From the rows below, pull out each line that contains the string "segment". Case counts.
━━━━━━━━━━━━━━━━━━━━
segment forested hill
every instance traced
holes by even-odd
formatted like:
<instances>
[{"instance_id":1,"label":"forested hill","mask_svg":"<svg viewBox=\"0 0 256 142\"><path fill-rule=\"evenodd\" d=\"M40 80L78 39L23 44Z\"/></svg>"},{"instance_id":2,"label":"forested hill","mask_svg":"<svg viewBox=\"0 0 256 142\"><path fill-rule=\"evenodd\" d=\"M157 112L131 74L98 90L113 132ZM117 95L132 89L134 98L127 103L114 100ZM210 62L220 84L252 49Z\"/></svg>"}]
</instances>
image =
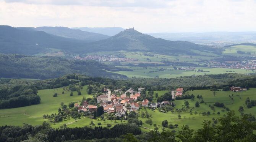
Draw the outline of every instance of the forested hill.
<instances>
[{"instance_id":1,"label":"forested hill","mask_svg":"<svg viewBox=\"0 0 256 142\"><path fill-rule=\"evenodd\" d=\"M54 32L51 32L53 33ZM105 39L90 43L69 38L75 38L75 36L68 33L63 31L61 33L55 33L63 36L68 35L69 38L65 38L42 31L35 31L31 28L17 28L0 26L0 52L33 55L44 52L47 48L54 48L69 54L125 50L151 52L164 54L194 55L198 54L191 50L217 54L221 54L222 50L189 42L156 38L133 28L125 30Z\"/></svg>"},{"instance_id":2,"label":"forested hill","mask_svg":"<svg viewBox=\"0 0 256 142\"><path fill-rule=\"evenodd\" d=\"M88 51L99 50L144 51L163 54L195 55L191 49L201 51L221 52L221 49L187 41L170 41L156 38L140 33L133 28L127 29L106 39L87 45Z\"/></svg>"},{"instance_id":3,"label":"forested hill","mask_svg":"<svg viewBox=\"0 0 256 142\"><path fill-rule=\"evenodd\" d=\"M0 54L0 77L45 79L74 73L93 77L127 77L103 70L120 69L97 61L70 60L58 57Z\"/></svg>"},{"instance_id":4,"label":"forested hill","mask_svg":"<svg viewBox=\"0 0 256 142\"><path fill-rule=\"evenodd\" d=\"M86 42L9 26L0 26L0 52L32 55L44 52L46 48L70 49L82 46Z\"/></svg>"},{"instance_id":5,"label":"forested hill","mask_svg":"<svg viewBox=\"0 0 256 142\"><path fill-rule=\"evenodd\" d=\"M108 38L110 36L99 33L85 32L80 30L71 29L60 27L40 27L35 28L37 31L65 38L73 38L88 42L92 42Z\"/></svg>"}]
</instances>

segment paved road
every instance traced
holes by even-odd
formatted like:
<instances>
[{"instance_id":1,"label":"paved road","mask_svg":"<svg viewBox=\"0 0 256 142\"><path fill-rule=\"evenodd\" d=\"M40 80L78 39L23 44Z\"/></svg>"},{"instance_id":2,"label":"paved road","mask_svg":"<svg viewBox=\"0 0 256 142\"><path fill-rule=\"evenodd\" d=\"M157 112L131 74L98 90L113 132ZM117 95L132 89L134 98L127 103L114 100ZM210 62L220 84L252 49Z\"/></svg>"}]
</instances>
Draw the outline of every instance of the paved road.
<instances>
[{"instance_id":1,"label":"paved road","mask_svg":"<svg viewBox=\"0 0 256 142\"><path fill-rule=\"evenodd\" d=\"M111 91L109 89L107 89L107 100L108 101L111 101L111 96L110 95L111 94Z\"/></svg>"}]
</instances>

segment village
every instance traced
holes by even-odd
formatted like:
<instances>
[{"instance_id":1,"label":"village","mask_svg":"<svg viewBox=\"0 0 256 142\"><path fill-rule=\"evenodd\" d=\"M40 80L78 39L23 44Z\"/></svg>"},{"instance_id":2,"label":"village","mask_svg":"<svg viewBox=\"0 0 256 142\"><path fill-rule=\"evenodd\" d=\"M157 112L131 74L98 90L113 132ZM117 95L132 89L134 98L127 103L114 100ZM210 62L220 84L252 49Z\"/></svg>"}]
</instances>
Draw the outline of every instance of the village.
<instances>
[{"instance_id":1,"label":"village","mask_svg":"<svg viewBox=\"0 0 256 142\"><path fill-rule=\"evenodd\" d=\"M78 104L75 104L78 111L80 112L87 112L89 114L95 113L99 106L102 106L104 113L107 114L114 114L114 116L119 118L125 117L127 112L132 111L136 112L144 107L155 109L169 105L174 106L175 104L173 101L176 97L181 97L183 95L184 91L182 88L178 88L171 92L172 101L164 100L161 102L150 102L147 99L142 101L138 100L140 98L141 93L145 90L145 88L139 88L138 90L130 88L123 92L121 89L117 89L112 92L110 89L104 88L104 94L96 97L97 105L90 105L86 101L83 102L80 106ZM236 92L246 91L246 88L232 86L230 87L230 90ZM119 94L117 95L117 94Z\"/></svg>"},{"instance_id":2,"label":"village","mask_svg":"<svg viewBox=\"0 0 256 142\"><path fill-rule=\"evenodd\" d=\"M110 90L104 88L104 94L100 95L96 98L98 106L90 105L85 101L83 102L82 106L76 103L75 106L77 107L79 112L87 112L89 114L96 112L99 106L102 106L104 113L108 114L114 113L115 117L121 118L124 117L127 112L136 112L143 107L154 109L162 106L172 104L171 102L167 100L158 103L151 102L147 99L138 101L138 99L141 96L141 92L144 90L145 88L138 88L136 91L130 88L123 92L121 89L117 89L112 93ZM173 91L173 100L177 96L182 96L183 92L183 89L182 88L178 88ZM120 95L118 95L117 94ZM174 104L173 102L172 104Z\"/></svg>"}]
</instances>

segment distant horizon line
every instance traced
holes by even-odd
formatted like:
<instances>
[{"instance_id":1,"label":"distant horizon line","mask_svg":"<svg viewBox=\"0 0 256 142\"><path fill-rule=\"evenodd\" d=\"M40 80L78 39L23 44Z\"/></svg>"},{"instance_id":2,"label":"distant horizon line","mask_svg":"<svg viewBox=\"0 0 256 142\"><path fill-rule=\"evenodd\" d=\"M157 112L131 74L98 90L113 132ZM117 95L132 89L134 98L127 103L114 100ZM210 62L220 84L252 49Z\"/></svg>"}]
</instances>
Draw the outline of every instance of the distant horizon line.
<instances>
[{"instance_id":1,"label":"distant horizon line","mask_svg":"<svg viewBox=\"0 0 256 142\"><path fill-rule=\"evenodd\" d=\"M15 27L12 26L10 25L2 25L0 26L9 26L15 28L19 28L19 27L23 27L23 28L36 28L39 27L65 27L65 28L68 28L70 29L72 28L123 28L124 30L128 29L131 28L133 28L133 27L128 28L124 28L121 27L64 27L64 26L38 26L38 27ZM154 33L248 33L248 32L256 32L256 30L255 31L207 31L207 32L140 32L139 30L137 30L136 28L134 28L134 30L138 31L140 32L146 34L154 34Z\"/></svg>"}]
</instances>

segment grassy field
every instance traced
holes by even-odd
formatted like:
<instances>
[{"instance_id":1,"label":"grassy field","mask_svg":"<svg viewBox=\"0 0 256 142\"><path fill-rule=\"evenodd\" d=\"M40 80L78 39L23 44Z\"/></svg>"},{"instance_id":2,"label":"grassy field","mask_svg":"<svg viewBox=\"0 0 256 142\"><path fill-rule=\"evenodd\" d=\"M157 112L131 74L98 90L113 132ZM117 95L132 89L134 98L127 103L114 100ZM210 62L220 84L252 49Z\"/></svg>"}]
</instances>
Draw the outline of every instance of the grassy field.
<instances>
[{"instance_id":1,"label":"grassy field","mask_svg":"<svg viewBox=\"0 0 256 142\"><path fill-rule=\"evenodd\" d=\"M86 93L86 86L84 86L81 90L82 95L78 96L76 92L74 92L74 95L73 96L69 95L70 93L69 92L65 92L64 94L62 94L63 88L40 90L39 91L38 95L41 97L41 101L40 104L17 108L0 110L0 125L7 125L21 126L23 123L35 125L41 125L44 121L46 121L49 122L53 128L57 128L64 123L67 124L69 127L83 126L89 125L91 121L94 122L96 126L97 125L98 123L101 123L102 126L106 126L107 124L110 124L113 126L118 123L126 123L126 121L121 122L120 120L117 120L116 121L115 120L111 121L106 120L104 121L102 120L93 120L87 117L82 117L81 119L78 119L76 121L71 118L53 125L49 122L49 120L42 118L42 115L44 114L57 113L58 109L60 107L60 103L62 102L67 104L70 102L79 102L83 96L86 98L91 97L91 96ZM156 102L156 93L157 93L159 96L160 96L167 92L167 91L154 91L154 101ZM53 95L55 93L58 93L58 97L53 97ZM223 111L222 108L215 107L215 110L214 110L211 109L209 107L209 105L212 105L217 101L225 103L225 106L230 110L234 110L238 115L240 114L238 111L240 106L243 107L245 113L251 113L255 115L256 112L256 107L247 109L245 105L245 101L247 97L250 97L251 99L256 99L256 88L251 88L247 91L238 92L217 91L215 96L212 92L209 90L195 90L188 92L186 93L193 94L196 96L197 95L203 95L203 99L206 102L206 104L205 103L202 103L200 104L199 107L195 107L195 102L196 101L199 101L197 98L195 98L193 101L190 99L188 100L190 103L190 108L187 111L185 112L178 113L175 111L173 113L171 112L164 113L159 112L157 109L153 111L148 109L142 109L138 112L140 114L142 111L147 111L151 114L152 117L151 119L153 121L153 124L156 124L156 126L159 128L159 131L162 131L161 125L162 121L164 120L167 120L169 124L178 124L179 126L178 128L174 129L177 131L180 129L181 126L182 125L186 124L189 125L191 128L196 129L201 128L201 122L203 120L211 120L212 118L217 118L223 117L226 114L227 111ZM232 96L232 94L233 96L233 100L229 97L229 95ZM180 109L184 108L184 100L175 100L175 103L176 106L175 108ZM190 109L192 109L192 114L189 112ZM211 112L211 115L209 115L199 114L199 113L202 113L204 112L207 112L208 111ZM195 114L196 111L197 112L198 114ZM218 112L220 112L220 115L217 114ZM214 114L214 113L215 114ZM178 118L178 114L181 115L181 118ZM143 122L143 126L154 129L154 126L153 125L151 126L145 123L147 118L139 117L139 119ZM142 130L148 131L149 129L142 128Z\"/></svg>"},{"instance_id":2,"label":"grassy field","mask_svg":"<svg viewBox=\"0 0 256 142\"><path fill-rule=\"evenodd\" d=\"M24 107L10 109L0 110L0 125L11 125L21 126L23 123L28 123L33 125L41 124L44 121L49 121L48 119L42 118L44 114L49 114L58 113L58 109L60 107L60 103L63 102L68 105L71 102L79 102L83 96L86 98L91 97L88 95L86 91L87 86L84 86L81 90L82 95L78 96L77 92L74 92L74 95L70 96L70 92L65 92L62 94L63 88L55 89L39 90L38 94L41 97L41 103L37 105L28 106ZM57 93L58 97L53 97L53 94ZM89 118L88 118L89 119ZM79 126L81 123L87 123L87 119L82 119L70 124L71 126ZM75 120L70 119L65 121L61 122L61 123L68 123ZM62 125L61 123L55 123L53 125L50 123L53 128L58 127ZM77 124L77 125L76 125Z\"/></svg>"},{"instance_id":3,"label":"grassy field","mask_svg":"<svg viewBox=\"0 0 256 142\"><path fill-rule=\"evenodd\" d=\"M250 53L251 55L240 54L237 51L241 51L245 53ZM231 46L226 49L223 53L227 55L232 55L238 56L255 56L256 53L256 46L249 45L237 45Z\"/></svg>"},{"instance_id":4,"label":"grassy field","mask_svg":"<svg viewBox=\"0 0 256 142\"><path fill-rule=\"evenodd\" d=\"M155 92L155 93L157 92ZM209 107L209 105L213 105L213 104L216 102L219 101L220 103L223 103L225 104L225 106L228 107L230 110L234 110L236 113L236 114L239 115L240 112L238 111L240 106L243 107L245 110L243 112L244 113L251 113L253 115L256 114L256 107L254 107L250 109L248 109L245 104L245 101L247 97L249 97L250 99L256 99L256 88L251 88L247 91L233 92L223 92L217 91L216 95L214 96L212 91L209 90L196 90L191 91L188 92L190 94L193 94L196 96L197 95L203 95L204 100L206 102L206 104L205 103L201 104L199 107L195 107L195 103L196 101L199 101L198 99L195 98L194 101L192 101L191 99L187 100L190 103L190 108L188 109L188 111L186 112L182 112L178 113L175 111L174 113L171 112L169 112L167 113L164 113L159 112L157 109L152 111L151 110L146 109L146 110L141 110L139 111L140 114L143 111L145 111L151 114L151 119L153 121L153 124L156 124L156 126L158 127L159 129L159 131L162 131L162 127L161 126L162 122L165 120L168 121L169 124L178 124L179 126L178 128L175 128L173 129L177 131L179 130L183 125L188 125L191 128L197 129L201 127L202 121L203 120L212 120L212 118L215 119L219 118L226 114L227 111L225 110L222 112L223 108L214 107L215 110L214 110L211 109ZM159 93L160 94L160 93ZM230 98L229 95L232 95L233 94L234 96L233 97L233 101ZM241 97L241 98L240 98ZM176 104L175 107L175 109L181 109L184 107L184 100L175 100L174 102ZM191 114L190 112L190 109L192 109L192 114ZM205 112L207 111L211 112L211 114L209 115L203 115L202 114L199 115L198 114ZM197 112L198 114L195 114L195 112ZM220 113L220 115L217 114L217 112L219 112ZM215 113L214 114L213 113ZM181 118L178 119L177 116L178 114L181 115ZM193 117L194 118L193 118ZM145 123L146 120L147 118L139 118L143 122L143 126L151 129L154 129L154 126L153 125L151 126L148 124ZM165 128L168 129L172 130L169 128ZM143 131L148 131L149 129L145 129L143 128Z\"/></svg>"},{"instance_id":5,"label":"grassy field","mask_svg":"<svg viewBox=\"0 0 256 142\"><path fill-rule=\"evenodd\" d=\"M126 67L127 68L127 67ZM248 74L254 73L254 71L250 70L228 69L225 68L212 68L198 67L196 68L196 69L203 69L204 71L209 72L195 72L195 71L185 70L175 70L173 69L172 66L157 66L148 67L147 68L133 67L128 68L133 69L133 71L117 71L113 73L120 74L127 76L129 77L136 76L136 77L142 77L145 78L154 78L158 76L160 78L173 78L183 76L191 76L193 75L198 76L203 75L205 74L219 74L225 73L237 73L240 74ZM166 69L160 71L149 73L151 71L156 71L159 69L163 68ZM229 71L232 71L232 72Z\"/></svg>"}]
</instances>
━━━━━━━━━━━━━━━━━━━━
SOLUTION TO THIS PROBLEM:
segment forested hill
segment paved road
segment village
segment distant horizon line
segment grassy field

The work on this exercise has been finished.